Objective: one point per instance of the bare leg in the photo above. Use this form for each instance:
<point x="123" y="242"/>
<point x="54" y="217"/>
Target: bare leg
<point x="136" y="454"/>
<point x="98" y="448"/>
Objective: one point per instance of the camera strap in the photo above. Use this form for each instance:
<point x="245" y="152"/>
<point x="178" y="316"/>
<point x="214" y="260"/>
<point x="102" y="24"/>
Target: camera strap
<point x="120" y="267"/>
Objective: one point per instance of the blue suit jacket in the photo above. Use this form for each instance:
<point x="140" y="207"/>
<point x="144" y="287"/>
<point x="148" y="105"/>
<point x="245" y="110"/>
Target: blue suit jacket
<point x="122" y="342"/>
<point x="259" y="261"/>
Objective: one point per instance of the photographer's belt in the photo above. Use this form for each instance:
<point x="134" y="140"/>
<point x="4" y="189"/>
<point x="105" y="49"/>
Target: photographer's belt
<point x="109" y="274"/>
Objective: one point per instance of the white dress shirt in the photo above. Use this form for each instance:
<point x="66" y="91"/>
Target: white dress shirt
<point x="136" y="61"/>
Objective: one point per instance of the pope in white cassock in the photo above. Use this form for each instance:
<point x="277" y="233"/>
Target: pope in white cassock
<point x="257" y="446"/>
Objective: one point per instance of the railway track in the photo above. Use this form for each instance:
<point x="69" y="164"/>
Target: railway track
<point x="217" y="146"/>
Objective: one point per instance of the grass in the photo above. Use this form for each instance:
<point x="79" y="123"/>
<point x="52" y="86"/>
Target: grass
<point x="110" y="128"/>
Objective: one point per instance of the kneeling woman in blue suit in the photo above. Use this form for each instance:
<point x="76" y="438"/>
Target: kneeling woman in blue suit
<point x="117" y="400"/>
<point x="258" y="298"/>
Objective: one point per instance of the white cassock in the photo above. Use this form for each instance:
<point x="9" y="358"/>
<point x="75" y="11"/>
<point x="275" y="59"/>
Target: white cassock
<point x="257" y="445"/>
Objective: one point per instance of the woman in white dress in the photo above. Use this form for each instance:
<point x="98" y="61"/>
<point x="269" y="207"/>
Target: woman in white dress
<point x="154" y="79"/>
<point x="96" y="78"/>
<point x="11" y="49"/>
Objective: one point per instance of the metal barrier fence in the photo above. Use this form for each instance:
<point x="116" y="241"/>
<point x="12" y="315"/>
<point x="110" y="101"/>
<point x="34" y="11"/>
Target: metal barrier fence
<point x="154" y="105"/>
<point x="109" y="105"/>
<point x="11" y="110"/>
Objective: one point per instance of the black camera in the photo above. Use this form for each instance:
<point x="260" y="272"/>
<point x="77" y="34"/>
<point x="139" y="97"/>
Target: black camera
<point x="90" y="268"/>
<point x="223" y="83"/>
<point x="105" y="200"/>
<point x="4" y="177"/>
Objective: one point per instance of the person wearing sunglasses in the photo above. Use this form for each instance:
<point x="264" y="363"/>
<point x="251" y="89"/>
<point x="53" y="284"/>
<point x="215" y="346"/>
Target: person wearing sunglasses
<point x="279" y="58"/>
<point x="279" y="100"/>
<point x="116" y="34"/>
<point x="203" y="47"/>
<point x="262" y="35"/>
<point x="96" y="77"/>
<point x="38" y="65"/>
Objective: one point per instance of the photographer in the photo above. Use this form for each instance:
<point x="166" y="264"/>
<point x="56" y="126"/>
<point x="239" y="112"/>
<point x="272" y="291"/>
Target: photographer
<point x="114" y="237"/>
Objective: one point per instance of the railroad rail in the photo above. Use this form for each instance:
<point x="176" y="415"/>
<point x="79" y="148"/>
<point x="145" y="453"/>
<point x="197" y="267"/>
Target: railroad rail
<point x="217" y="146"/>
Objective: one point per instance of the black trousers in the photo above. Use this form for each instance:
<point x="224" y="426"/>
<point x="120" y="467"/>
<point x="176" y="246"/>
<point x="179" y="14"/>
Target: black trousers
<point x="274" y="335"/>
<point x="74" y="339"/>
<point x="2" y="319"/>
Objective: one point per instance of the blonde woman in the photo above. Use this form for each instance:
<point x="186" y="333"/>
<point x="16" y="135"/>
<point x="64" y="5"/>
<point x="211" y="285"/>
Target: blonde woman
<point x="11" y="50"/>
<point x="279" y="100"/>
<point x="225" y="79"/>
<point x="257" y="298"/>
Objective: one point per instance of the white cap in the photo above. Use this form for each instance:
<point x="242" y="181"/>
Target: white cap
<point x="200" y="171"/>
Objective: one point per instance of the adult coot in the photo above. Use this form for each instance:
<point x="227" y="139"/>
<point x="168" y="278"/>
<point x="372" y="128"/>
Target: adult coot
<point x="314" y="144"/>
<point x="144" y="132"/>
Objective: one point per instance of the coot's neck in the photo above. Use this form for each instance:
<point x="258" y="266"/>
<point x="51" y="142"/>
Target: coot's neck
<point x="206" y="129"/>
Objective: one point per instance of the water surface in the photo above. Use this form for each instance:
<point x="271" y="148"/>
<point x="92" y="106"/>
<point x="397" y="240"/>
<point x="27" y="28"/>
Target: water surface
== == ==
Retype every record above exactly as written.

Objective: one point per instance of the bare leg in the photo above. Use this form for each instance:
<point x="123" y="242"/>
<point x="54" y="217"/>
Target: bare leg
<point x="136" y="454"/>
<point x="98" y="448"/>
Objective: one point per instance of the camera strap in the photo above. Use this form for each instance:
<point x="245" y="152"/>
<point x="178" y="316"/>
<point x="214" y="260"/>
<point x="102" y="24"/>
Target: camera strap
<point x="120" y="267"/>
Objective: one point per instance of the blue suit jacket in the photo above. Use this form for each instance:
<point x="140" y="207"/>
<point x="144" y="287"/>
<point x="148" y="105"/>
<point x="245" y="110"/>
Target: blue suit jacket
<point x="122" y="342"/>
<point x="259" y="261"/>
Objective: one point per instance of the photographer's belt in the photo above. Use this form for each instance:
<point x="134" y="140"/>
<point x="4" y="189"/>
<point x="105" y="49"/>
Target: photographer's belt
<point x="109" y="274"/>
Objective: one point per instance of the white dress shirt in the photo above. Use this form for each instance:
<point x="66" y="91"/>
Target: white dress shirt
<point x="136" y="61"/>
Objective: one point per instance of the pope in white cassock in the photo above. Use this form for each instance:
<point x="277" y="233"/>
Target: pope in white cassock
<point x="257" y="446"/>
Objective: one point per instance of the railway track in the photo above. Use this form for each instance:
<point x="69" y="164"/>
Target: railway track
<point x="217" y="146"/>
Objective: one point per instance of the grass in the photo above. Use this form for each instance:
<point x="79" y="123"/>
<point x="52" y="86"/>
Target: grass
<point x="110" y="128"/>
Objective: one point per instance of the kneeling woman in blue suit in the photo above. Use this form for each instance:
<point x="76" y="438"/>
Target: kneeling woman in blue suit
<point x="117" y="400"/>
<point x="258" y="298"/>
Objective: one point per instance of the white cassock in the photo above. Use this form for each instance:
<point x="9" y="358"/>
<point x="75" y="11"/>
<point x="275" y="59"/>
Target: white cassock
<point x="257" y="445"/>
Objective: one point per instance of the woman in white dress in the photo above. Use this form for each instance:
<point x="98" y="61"/>
<point x="269" y="207"/>
Target: woman in white dress
<point x="154" y="79"/>
<point x="96" y="78"/>
<point x="11" y="49"/>
Objective: one point per instance of the metal barrier fence in the photo above. Use this form for each instance:
<point x="116" y="241"/>
<point x="12" y="315"/>
<point x="110" y="101"/>
<point x="34" y="11"/>
Target: metal barrier fence
<point x="154" y="105"/>
<point x="109" y="105"/>
<point x="11" y="110"/>
Objective: one point per instance of the black camera in the photo above. Use this form for each instance:
<point x="260" y="272"/>
<point x="77" y="34"/>
<point x="139" y="97"/>
Target: black camera
<point x="90" y="268"/>
<point x="223" y="83"/>
<point x="105" y="200"/>
<point x="4" y="177"/>
Objective: one point per instance of the person wearing sunglasses in the photo above. Use this form for each instance:
<point x="264" y="363"/>
<point x="251" y="89"/>
<point x="53" y="284"/>
<point x="215" y="346"/>
Target: person wearing sunglasses
<point x="279" y="58"/>
<point x="279" y="100"/>
<point x="116" y="34"/>
<point x="203" y="47"/>
<point x="262" y="35"/>
<point x="96" y="77"/>
<point x="38" y="65"/>
Objective: one point per instance of the photographer in the photo above. Use this form for each instance:
<point x="166" y="264"/>
<point x="56" y="126"/>
<point x="239" y="112"/>
<point x="272" y="291"/>
Target: photographer
<point x="114" y="237"/>
Objective: one point per instance of the railroad rail in the photo above. Use this form for each instance:
<point x="176" y="415"/>
<point x="79" y="148"/>
<point x="145" y="453"/>
<point x="197" y="267"/>
Target: railroad rail
<point x="217" y="146"/>
Objective: one point per instance of the black trousers in the photo above. Use this form for each instance:
<point x="224" y="426"/>
<point x="120" y="467"/>
<point x="176" y="246"/>
<point x="179" y="14"/>
Target: black trousers
<point x="274" y="335"/>
<point x="74" y="339"/>
<point x="2" y="319"/>
Objective: one point per instance of the blonde woman in the photo above. Use this form for each instance:
<point x="186" y="333"/>
<point x="16" y="135"/>
<point x="64" y="5"/>
<point x="211" y="285"/>
Target: blonde woman
<point x="11" y="50"/>
<point x="279" y="100"/>
<point x="225" y="79"/>
<point x="257" y="298"/>
Objective: one point per instance of the white cap in the photo above. Use this form for each instance:
<point x="242" y="181"/>
Target: white cap
<point x="200" y="171"/>
Objective: one point per instance of the adult coot in the photo above. Use this form for each instance:
<point x="227" y="139"/>
<point x="168" y="278"/>
<point x="372" y="128"/>
Target: adult coot
<point x="314" y="144"/>
<point x="144" y="132"/>
Objective: one point per instance of the coot's neck in the photo above. Use this form for each instance:
<point x="258" y="266"/>
<point x="51" y="142"/>
Target: coot's neck
<point x="206" y="129"/>
Objective: one point per instance of the water surface in the photo above. Use this form for each instance:
<point x="271" y="148"/>
<point x="92" y="106"/>
<point x="397" y="240"/>
<point x="27" y="28"/>
Target: water surface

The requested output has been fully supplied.